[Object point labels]
↓
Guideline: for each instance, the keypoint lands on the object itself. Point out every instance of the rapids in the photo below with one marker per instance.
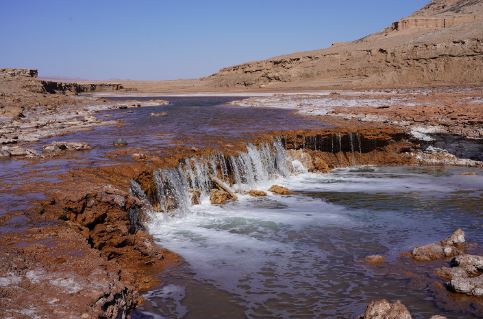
(301, 256)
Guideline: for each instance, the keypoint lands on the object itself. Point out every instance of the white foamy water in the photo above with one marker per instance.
(299, 255)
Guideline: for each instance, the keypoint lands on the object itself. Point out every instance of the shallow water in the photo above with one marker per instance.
(189, 121)
(300, 256)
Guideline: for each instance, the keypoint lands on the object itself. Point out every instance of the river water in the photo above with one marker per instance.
(297, 256)
(301, 256)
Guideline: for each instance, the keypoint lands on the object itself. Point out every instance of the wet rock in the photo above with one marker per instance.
(374, 259)
(222, 186)
(158, 114)
(58, 147)
(452, 246)
(280, 190)
(257, 193)
(383, 309)
(120, 142)
(465, 275)
(195, 197)
(4, 153)
(139, 156)
(303, 157)
(18, 151)
(320, 165)
(219, 197)
(472, 286)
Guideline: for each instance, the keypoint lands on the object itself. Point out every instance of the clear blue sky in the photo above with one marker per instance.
(170, 39)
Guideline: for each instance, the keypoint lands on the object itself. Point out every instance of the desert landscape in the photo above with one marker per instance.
(344, 182)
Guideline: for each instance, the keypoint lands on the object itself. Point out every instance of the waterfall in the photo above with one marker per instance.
(175, 187)
(359, 142)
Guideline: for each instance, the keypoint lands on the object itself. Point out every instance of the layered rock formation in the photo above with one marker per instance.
(441, 44)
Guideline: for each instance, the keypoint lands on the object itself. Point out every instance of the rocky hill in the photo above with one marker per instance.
(440, 44)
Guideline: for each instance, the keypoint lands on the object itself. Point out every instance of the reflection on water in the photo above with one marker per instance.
(300, 256)
(189, 121)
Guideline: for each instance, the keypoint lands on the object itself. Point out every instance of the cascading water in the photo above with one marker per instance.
(255, 167)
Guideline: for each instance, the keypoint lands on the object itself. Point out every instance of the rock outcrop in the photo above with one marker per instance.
(441, 44)
(465, 275)
(13, 72)
(280, 190)
(452, 246)
(59, 147)
(383, 309)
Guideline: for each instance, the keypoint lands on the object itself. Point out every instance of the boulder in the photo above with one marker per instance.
(119, 142)
(303, 157)
(219, 196)
(257, 193)
(383, 309)
(465, 275)
(452, 246)
(195, 197)
(4, 153)
(158, 114)
(139, 156)
(472, 286)
(18, 151)
(374, 259)
(58, 147)
(280, 190)
(320, 165)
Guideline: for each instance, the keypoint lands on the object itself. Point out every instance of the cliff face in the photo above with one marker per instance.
(438, 45)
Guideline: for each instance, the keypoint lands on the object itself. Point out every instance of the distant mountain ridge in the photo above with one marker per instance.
(440, 44)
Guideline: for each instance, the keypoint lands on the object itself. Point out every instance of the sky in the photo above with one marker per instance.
(173, 39)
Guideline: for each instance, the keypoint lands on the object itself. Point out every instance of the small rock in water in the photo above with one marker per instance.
(7, 151)
(257, 193)
(468, 174)
(4, 154)
(452, 246)
(219, 197)
(139, 156)
(280, 190)
(158, 114)
(57, 147)
(120, 142)
(302, 157)
(195, 197)
(465, 275)
(375, 259)
(383, 309)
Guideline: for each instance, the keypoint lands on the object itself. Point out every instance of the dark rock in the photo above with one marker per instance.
(383, 309)
(452, 246)
(120, 142)
(280, 190)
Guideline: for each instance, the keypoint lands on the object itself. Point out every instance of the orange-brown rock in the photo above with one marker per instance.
(320, 165)
(383, 309)
(257, 193)
(280, 190)
(449, 247)
(219, 197)
(375, 259)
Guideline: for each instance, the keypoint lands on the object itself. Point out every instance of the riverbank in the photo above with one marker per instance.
(89, 202)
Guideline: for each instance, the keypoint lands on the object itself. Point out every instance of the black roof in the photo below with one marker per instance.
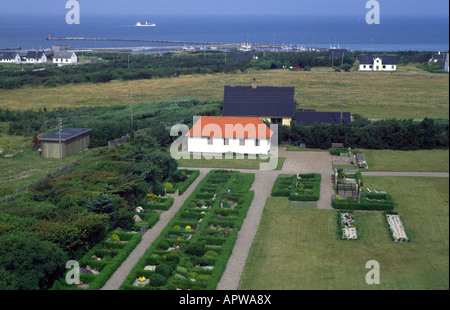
(259, 101)
(66, 134)
(368, 59)
(309, 118)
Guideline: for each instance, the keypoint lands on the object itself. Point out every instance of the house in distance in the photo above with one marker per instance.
(73, 140)
(273, 104)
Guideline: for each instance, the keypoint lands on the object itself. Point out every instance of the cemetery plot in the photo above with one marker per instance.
(347, 225)
(192, 251)
(98, 265)
(300, 187)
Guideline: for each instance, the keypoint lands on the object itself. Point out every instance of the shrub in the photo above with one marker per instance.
(196, 249)
(182, 270)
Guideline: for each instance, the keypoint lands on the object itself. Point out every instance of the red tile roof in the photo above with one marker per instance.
(230, 127)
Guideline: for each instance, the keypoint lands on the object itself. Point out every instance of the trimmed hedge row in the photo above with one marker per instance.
(112, 254)
(308, 188)
(197, 242)
(369, 201)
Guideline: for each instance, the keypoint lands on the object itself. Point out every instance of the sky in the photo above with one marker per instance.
(210, 7)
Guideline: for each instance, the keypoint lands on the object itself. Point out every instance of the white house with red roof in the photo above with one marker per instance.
(229, 134)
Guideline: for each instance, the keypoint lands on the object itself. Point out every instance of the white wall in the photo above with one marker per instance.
(200, 145)
(377, 66)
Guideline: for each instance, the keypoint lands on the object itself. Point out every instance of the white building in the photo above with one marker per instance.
(10, 57)
(377, 63)
(224, 134)
(65, 58)
(36, 57)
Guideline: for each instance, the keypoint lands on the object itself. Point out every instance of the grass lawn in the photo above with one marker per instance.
(235, 163)
(399, 161)
(376, 95)
(297, 248)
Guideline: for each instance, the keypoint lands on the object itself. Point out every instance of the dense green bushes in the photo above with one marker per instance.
(106, 257)
(368, 201)
(74, 211)
(362, 133)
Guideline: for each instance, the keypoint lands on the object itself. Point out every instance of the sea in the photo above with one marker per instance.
(394, 33)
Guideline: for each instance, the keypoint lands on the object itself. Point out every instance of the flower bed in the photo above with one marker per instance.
(198, 241)
(347, 225)
(396, 227)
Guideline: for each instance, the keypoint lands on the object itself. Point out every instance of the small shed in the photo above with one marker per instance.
(73, 140)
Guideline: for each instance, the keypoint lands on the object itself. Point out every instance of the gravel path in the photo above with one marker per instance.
(122, 272)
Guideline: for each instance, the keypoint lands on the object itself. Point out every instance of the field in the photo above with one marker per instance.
(298, 248)
(374, 95)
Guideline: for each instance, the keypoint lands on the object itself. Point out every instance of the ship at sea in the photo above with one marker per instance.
(146, 24)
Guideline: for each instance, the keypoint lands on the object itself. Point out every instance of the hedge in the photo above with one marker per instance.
(203, 223)
(183, 186)
(107, 267)
(368, 201)
(165, 204)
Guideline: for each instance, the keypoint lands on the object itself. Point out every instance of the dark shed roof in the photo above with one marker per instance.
(368, 59)
(66, 134)
(8, 55)
(259, 101)
(244, 56)
(309, 118)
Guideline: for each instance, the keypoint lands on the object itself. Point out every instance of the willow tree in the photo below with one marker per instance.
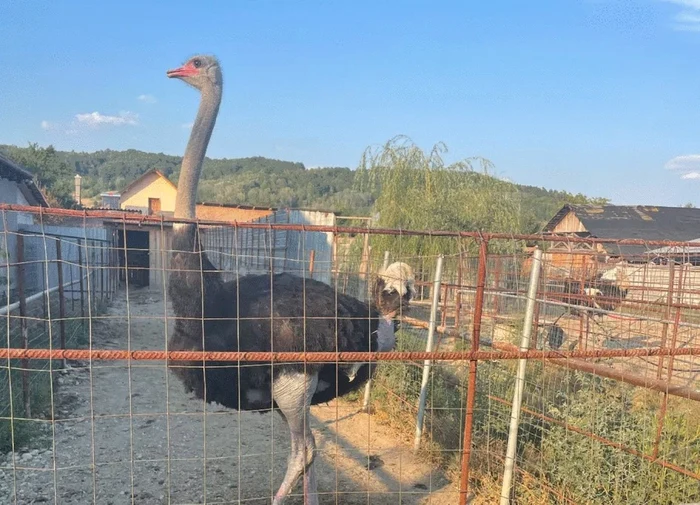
(416, 190)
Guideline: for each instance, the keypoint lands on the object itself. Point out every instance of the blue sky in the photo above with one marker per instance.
(598, 96)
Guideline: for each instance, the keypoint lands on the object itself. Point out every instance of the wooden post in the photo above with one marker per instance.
(23, 326)
(80, 283)
(61, 299)
(458, 298)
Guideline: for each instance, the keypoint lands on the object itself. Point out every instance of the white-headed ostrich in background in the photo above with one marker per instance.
(279, 313)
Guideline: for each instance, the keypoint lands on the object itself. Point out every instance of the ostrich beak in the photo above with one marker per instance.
(184, 71)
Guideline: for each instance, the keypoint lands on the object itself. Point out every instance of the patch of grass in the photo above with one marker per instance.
(553, 461)
(15, 425)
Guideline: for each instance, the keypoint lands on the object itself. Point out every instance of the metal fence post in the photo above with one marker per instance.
(312, 261)
(520, 378)
(471, 384)
(429, 348)
(80, 283)
(61, 300)
(23, 325)
(368, 386)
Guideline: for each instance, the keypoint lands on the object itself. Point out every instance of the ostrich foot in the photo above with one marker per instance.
(292, 393)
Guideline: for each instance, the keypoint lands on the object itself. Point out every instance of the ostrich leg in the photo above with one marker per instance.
(292, 393)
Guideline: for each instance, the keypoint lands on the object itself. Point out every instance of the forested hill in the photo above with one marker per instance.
(251, 181)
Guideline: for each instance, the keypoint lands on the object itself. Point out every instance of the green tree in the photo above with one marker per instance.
(53, 173)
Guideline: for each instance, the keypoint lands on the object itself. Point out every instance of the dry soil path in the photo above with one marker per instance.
(130, 435)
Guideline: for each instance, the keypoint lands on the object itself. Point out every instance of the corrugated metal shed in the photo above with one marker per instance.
(645, 222)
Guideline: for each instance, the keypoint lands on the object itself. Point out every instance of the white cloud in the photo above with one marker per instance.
(97, 119)
(688, 19)
(688, 166)
(147, 98)
(685, 163)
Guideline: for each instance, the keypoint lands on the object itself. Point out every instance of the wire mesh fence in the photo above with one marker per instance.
(609, 409)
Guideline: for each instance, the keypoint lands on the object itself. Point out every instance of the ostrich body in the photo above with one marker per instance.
(278, 313)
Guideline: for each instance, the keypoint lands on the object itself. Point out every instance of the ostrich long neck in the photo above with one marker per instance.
(185, 202)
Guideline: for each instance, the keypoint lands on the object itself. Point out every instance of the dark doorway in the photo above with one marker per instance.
(135, 262)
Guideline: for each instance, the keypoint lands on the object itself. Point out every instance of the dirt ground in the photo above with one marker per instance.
(130, 435)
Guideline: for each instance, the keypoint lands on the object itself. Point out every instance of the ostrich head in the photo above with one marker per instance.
(201, 72)
(394, 289)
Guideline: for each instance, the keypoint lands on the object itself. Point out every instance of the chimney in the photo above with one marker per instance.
(77, 194)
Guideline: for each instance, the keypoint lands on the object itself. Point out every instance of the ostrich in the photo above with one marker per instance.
(280, 312)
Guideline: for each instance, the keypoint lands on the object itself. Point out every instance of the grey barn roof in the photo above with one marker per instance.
(25, 180)
(645, 222)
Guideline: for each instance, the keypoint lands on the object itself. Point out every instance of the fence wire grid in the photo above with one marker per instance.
(609, 412)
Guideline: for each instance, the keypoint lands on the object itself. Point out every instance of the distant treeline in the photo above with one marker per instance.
(253, 181)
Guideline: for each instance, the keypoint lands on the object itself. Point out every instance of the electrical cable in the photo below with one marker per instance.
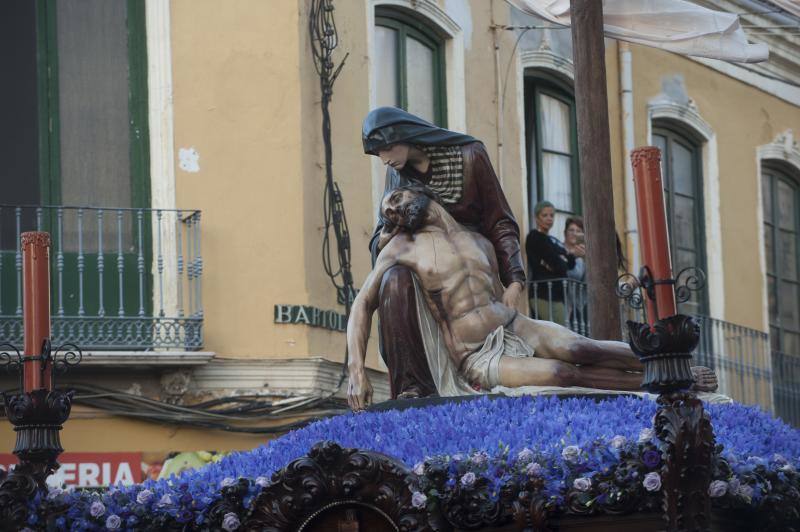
(324, 39)
(234, 414)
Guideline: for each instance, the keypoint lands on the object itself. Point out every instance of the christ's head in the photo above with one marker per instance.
(406, 207)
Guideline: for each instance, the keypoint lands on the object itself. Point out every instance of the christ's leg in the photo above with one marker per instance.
(532, 371)
(554, 341)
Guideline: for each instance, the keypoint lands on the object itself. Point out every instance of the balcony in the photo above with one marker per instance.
(121, 278)
(748, 370)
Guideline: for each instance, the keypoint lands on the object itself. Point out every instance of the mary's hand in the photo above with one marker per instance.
(359, 391)
(511, 294)
(386, 236)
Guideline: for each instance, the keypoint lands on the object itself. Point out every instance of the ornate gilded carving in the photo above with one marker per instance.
(687, 437)
(328, 474)
(645, 154)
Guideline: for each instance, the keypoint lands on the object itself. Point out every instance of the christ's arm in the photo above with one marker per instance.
(359, 393)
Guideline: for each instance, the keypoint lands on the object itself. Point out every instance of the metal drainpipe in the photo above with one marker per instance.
(499, 98)
(626, 104)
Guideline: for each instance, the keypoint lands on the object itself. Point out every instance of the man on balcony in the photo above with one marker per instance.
(484, 342)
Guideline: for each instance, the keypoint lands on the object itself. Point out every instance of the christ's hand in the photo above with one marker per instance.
(359, 391)
(511, 294)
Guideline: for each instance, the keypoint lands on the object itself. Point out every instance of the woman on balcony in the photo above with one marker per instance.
(548, 263)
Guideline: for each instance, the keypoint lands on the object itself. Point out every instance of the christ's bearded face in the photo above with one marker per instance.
(406, 209)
↑
- _Set task_:
Set down, exactly and in full, the lines from the one containing "of the mary's" through the end of the entries; no other line belongs.

- _Answer to this problem_:
Guideline: for each instance, the keypoint lands on the object itself. Point out every instance of the mary's hand in the photo above with one marker per instance.
(359, 391)
(511, 294)
(386, 236)
Guideline: for each instance, the keypoint lands on the object itself. Point out every instance of the ornate gilded carving in the photo above with one marker per instance.
(687, 437)
(328, 474)
(645, 154)
Guideline: for each instance, the keypoint lands on the object itself. Point out every instance of the christ's arm in the photo above with one marker per instance.
(359, 393)
Guideline: for each instance, the keypoint lands on the object itself. Point out every instance of the metal drainpipe in the photo above with one marker per instance.
(499, 98)
(626, 104)
Guideline: for each instance, the keypoint lands on the object itself. Point out every instance of the man on balcony in the photo above with one marker per instance.
(484, 342)
Guideline: for each instance, the keypoint lands on the object itself. Point out every instance of the christ's hand in the photo above with one marker per instance.
(359, 391)
(511, 294)
Guideline: for each instance, the keypoint lands on the object itself. Point out every instance of the woman on balcony in the photo above with one marker per instance.
(548, 263)
Guideline: for each instance, the keypoint lands on the object itself. Point out every instance of the christ's bearded face in the photo above with one marker per instance.
(406, 209)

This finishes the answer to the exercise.